AutoGluon Core
AutoGluon is an open-source AutoML library developed by AWS AI, designed to automate machine learning tasks with minimal code. It supports various data types, including tabular, image, text, and time series, enabling users to train and deploy highly accurate models efficiently. The current version is 1.5.0, with regular updates introducing new features, performance improvements, and bug fixes, typically on a quarterly major release cadence with interim patch releases.
Warnings
- breaking Models trained with an older version of AutoGluon are generally not compatible with newer versions. Users are advised to re-train models after upgrading the library.
- breaking Python 3.8 support was dropped in AutoGluon v1.2.0. Users on Python 3.8 will need to upgrade their Python environment to use v1.2.0 or newer.
- deprecated Several methods of `TabularPredictor` (e.g., `persist_models`, `get_model_names`, `get_pred_from_proba`) were deprecated in v1.0.0, started raising errors in v1.2.0, and were removed in v1.3.0.
- gotcha `autogluon-core` is a foundational package primarily containing core utilities, searchers, and schedulers for hyperparameter tuning. Most users performing machine learning tasks will interact with higher-level packages like `autogluon.tabular`, `autogluon.timeseries`, or `autogluon.multimodal` (via `pip install autogluon`).
- gotcha The `extreme` preset for `TabularPredictor`, introduced in v1.4.0, often requires a CUDA-compatible GPU (ideally with 32+ GB vRAM) for optimal performance and is most effective for datasets with at most 30,000 samples. Inference time can also be longer than with other presets.

┄┄┄┄┄┄┄┄┄┄

= What you are asked to do =
Rewrite the stretch of the AutoGluon Core text from "AutoGluon Core" through "upgrading the library.", substituting "little code" for "minimal code".

┄┄┄┄┄┄┄┄┄┄

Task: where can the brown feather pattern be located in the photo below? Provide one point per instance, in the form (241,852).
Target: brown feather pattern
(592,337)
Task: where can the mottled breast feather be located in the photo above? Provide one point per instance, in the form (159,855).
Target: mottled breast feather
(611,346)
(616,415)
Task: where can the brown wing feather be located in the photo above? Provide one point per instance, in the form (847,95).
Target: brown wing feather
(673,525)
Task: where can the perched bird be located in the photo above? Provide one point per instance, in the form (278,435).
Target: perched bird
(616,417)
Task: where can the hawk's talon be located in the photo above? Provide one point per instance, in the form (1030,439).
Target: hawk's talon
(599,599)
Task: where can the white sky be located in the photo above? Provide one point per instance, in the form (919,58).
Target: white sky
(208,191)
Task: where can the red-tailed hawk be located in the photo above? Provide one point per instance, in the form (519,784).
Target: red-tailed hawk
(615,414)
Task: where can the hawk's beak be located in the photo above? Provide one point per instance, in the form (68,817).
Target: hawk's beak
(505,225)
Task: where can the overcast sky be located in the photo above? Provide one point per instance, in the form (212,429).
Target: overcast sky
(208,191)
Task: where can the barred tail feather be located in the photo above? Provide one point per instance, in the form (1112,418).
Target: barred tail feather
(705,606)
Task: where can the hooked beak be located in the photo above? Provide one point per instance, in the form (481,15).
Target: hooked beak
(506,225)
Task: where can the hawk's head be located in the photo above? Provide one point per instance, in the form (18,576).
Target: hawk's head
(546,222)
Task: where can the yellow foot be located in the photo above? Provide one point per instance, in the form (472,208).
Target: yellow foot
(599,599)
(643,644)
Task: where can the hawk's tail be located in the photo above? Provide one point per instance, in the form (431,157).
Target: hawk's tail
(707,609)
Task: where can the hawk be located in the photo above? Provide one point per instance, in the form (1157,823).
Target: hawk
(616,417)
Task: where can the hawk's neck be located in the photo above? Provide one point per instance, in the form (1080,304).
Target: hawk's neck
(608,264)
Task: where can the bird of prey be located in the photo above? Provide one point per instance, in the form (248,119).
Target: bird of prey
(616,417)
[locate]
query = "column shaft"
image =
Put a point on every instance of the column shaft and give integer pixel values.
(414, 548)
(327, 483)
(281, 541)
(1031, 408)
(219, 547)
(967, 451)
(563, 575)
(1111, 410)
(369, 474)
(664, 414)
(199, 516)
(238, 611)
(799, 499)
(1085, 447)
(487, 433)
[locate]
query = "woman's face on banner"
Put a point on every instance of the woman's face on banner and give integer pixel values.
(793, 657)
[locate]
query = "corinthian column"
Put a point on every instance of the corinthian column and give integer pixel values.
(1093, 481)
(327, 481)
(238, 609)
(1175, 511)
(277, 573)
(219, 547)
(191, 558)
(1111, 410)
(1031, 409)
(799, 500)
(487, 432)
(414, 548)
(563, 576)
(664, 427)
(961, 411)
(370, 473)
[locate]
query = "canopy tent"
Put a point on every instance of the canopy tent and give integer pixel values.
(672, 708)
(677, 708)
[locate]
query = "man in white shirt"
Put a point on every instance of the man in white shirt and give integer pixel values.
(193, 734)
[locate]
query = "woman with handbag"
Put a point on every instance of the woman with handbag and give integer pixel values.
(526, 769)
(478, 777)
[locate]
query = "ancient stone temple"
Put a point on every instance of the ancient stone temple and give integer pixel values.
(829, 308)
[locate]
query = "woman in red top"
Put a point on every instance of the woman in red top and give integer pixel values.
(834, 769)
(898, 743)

┄┄┄┄┄┄┄┄┄┄

= Answer to the problem =
AutoGluon Core
AutoGluon is an open-source AutoML library developed by AWS AI, designed to automate machine learning tasks with little code. It supports various data types, including tabular, image, text, and time series, enabling users to train and deploy highly accurate models efficiently. The current version is 1.5.0, with regular updates introducing new features, performance improvements, and bug fixes, typically on a quarterly major release cadence with interim patch releases.
Warnings
- breaking Models trained with an older version of AutoGluon are generally not compatible with newer versions. Users are advised to re-train models after upgrading the library.